▶ _EXTRACTED ENTRIES_:
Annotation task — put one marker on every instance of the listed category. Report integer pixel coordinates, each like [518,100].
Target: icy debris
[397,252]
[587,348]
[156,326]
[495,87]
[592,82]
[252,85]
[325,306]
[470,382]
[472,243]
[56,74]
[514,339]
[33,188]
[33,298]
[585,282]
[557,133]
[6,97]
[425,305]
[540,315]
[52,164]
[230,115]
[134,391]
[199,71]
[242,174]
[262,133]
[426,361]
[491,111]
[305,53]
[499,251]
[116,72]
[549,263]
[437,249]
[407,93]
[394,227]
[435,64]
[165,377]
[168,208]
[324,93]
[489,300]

▶ _REQUIREMENTS_:
Reproduce the material above, swapping "icy debris" for "ice fragments" and leaving everything else unchanged.

▶ _SOLUTION_:
Annotation task — put one marker on every instance of the listed category. Report integer pixel coordinates, each like [518,100].
Target: ice fragments
[397,252]
[587,348]
[156,326]
[495,87]
[592,82]
[252,85]
[325,306]
[470,382]
[472,243]
[56,74]
[514,339]
[33,188]
[33,298]
[585,282]
[557,133]
[6,97]
[425,305]
[540,315]
[52,164]
[230,115]
[134,391]
[199,71]
[242,174]
[262,133]
[426,361]
[491,111]
[305,53]
[499,251]
[116,72]
[549,263]
[437,249]
[407,93]
[394,227]
[435,64]
[165,377]
[168,208]
[324,93]
[489,300]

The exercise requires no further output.